What is asked:
Write out all of the records precisely. Skip anything that is a picture.

------------------------------------------------------------------------

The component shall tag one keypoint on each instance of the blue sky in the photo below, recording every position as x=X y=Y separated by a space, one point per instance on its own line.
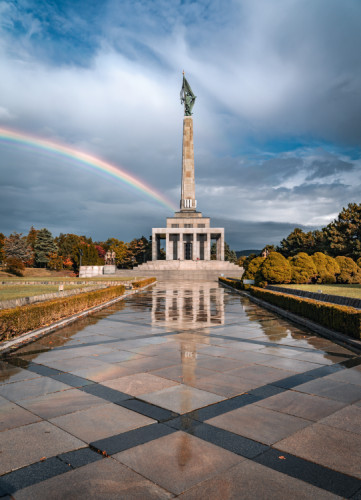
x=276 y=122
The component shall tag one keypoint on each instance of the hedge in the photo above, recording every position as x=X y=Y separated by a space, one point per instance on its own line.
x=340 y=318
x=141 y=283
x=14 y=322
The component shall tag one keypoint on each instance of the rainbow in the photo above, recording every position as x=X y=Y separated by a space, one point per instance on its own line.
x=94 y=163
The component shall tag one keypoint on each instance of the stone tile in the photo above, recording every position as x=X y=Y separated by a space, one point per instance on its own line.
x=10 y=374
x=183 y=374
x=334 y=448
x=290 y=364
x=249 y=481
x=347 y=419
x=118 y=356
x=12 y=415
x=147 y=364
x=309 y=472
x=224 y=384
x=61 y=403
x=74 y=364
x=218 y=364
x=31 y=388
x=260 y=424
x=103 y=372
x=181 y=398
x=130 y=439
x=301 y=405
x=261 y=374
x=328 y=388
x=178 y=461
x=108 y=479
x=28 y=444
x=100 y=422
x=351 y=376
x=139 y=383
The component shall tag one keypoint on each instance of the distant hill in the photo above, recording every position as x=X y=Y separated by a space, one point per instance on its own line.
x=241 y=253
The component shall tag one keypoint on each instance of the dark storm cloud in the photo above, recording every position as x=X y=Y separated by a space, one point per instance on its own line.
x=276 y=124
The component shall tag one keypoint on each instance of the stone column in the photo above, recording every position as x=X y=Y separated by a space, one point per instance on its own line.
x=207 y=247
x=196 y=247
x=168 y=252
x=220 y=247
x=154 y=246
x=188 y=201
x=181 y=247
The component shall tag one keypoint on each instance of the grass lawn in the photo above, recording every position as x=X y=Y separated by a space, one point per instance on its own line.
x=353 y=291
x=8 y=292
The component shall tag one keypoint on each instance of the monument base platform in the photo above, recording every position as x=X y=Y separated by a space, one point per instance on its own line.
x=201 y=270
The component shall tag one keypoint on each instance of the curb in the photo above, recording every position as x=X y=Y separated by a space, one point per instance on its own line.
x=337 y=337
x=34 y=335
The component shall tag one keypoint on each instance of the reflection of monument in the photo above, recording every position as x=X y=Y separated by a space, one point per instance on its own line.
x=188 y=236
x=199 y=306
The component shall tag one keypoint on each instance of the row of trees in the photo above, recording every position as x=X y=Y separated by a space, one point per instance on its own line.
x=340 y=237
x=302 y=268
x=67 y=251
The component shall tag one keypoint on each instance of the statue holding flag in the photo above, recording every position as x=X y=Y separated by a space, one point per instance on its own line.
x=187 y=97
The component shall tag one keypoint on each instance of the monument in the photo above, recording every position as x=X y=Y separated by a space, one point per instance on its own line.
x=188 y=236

------------------------------------------------------------------------

Result below:
The component shall tag one keypoint on each instance of the blue sky in the photo below, recording every position as x=X y=Y separated by a space, one point per instance on its own line.
x=276 y=122
The component shall tag one keypoint on each instance of the hedge in the photo above, recording every position as x=X y=Y separated by a space, one point per instance on its own line.
x=340 y=318
x=141 y=283
x=14 y=322
The component shall tag one keypoint on each instance of the rainbow in the photo above, recording every position as x=X y=Y separated by a space, one point per instance on its own line.
x=94 y=163
The component shall tag one keypoint on each instance of the stone tile in the photo above, recording every position as x=X y=Y separated by a space, one point per instance on its own line.
x=10 y=374
x=183 y=374
x=334 y=448
x=290 y=364
x=249 y=481
x=347 y=419
x=118 y=356
x=12 y=415
x=147 y=364
x=309 y=472
x=224 y=384
x=61 y=403
x=74 y=364
x=218 y=364
x=31 y=388
x=260 y=424
x=103 y=372
x=181 y=398
x=130 y=439
x=301 y=405
x=261 y=374
x=328 y=388
x=178 y=461
x=108 y=479
x=28 y=444
x=100 y=422
x=351 y=376
x=139 y=383
The component shall tag one keypoint on each instance of the distant hill in the photo above, recording every position as x=X y=Y separated by a space, one point per instance on its own line.
x=241 y=253
The component shall tag one keypoint on each instance of the dark storm cloud in the photo above, recording every position as x=X y=Y separated by a space, one point per instance on its own line.
x=276 y=124
The component shall tag one keypoint on each instance of the stone column in the photo above, recording every position as x=X y=Y separated by a space, one point per instance on its own line.
x=207 y=247
x=196 y=247
x=168 y=252
x=220 y=247
x=154 y=246
x=188 y=201
x=181 y=247
The component shall tag one keypoint on each instance of the grass lawn in the photo above, recording every position as x=X y=Y separated by a space, one point per instance on its own line.
x=353 y=291
x=8 y=292
The component shall tag one keypoint on each instance of the monument base platform in the photo above, recording every position as x=X y=Y separated by a space, one point per instance on its own line.
x=201 y=270
The component shall tag one keypoint on each instance of the curb in the photo above, recording every position as x=X y=Y separated by a space, one point per instance on its own line.
x=337 y=337
x=34 y=335
The component shall tag one keypoint on each instance of the reflection of monument in the photo above, recording every position as x=X y=Y separated by a space, one point per instance on its own line.
x=188 y=236
x=199 y=306
The component shall tag one keypoint on each instance of the row of trees in the photo above, recording every position as x=X y=Y separated by a space, one point per instance on its own line.
x=340 y=237
x=302 y=268
x=67 y=251
The component shall tag one keypoint on each instance of the statue holding flag in the photo above, recording every position as x=X y=Y separated by a space, one point per instance on its own line.
x=187 y=97
The component shall tag one keypoint on each instance of the monument in the photo above, recording every position as x=X y=Y separated by a space, one point per instance on its own line.
x=188 y=236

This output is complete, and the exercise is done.